_WHAT NEEDS TO BE DONE_
Word for word, restate the lines from the start of the data down to the line with "young woman's nose", both included.

[Free-text object descriptions]
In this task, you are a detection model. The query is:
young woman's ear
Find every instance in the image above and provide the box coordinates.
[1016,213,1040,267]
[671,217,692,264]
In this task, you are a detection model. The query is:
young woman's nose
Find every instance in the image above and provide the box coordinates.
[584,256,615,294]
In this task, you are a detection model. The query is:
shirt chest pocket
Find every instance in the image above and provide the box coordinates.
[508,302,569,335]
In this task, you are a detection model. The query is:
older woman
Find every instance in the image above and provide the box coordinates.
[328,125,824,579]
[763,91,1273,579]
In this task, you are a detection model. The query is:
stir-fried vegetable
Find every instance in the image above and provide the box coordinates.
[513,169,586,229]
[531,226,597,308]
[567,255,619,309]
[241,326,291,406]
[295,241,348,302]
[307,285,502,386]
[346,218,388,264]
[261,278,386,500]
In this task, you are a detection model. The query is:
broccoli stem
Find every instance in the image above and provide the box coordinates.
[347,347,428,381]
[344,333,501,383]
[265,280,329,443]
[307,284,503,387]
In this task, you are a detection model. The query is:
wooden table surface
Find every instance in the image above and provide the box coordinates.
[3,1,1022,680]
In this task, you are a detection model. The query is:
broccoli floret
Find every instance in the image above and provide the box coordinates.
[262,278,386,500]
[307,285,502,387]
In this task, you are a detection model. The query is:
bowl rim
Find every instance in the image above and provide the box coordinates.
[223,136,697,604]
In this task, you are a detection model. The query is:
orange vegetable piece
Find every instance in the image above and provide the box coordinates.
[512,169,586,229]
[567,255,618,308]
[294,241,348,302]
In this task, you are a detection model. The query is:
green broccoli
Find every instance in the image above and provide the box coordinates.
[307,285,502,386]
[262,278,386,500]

_REPLY TO THE EXERCISE_
In this task, you are a detection model. The query is:
young woman's ear
Find every instance in the image above and provide the box coordinates.
[1016,213,1040,267]
[671,217,692,264]
In this task, you are a detection model. The query is:
young woman's nose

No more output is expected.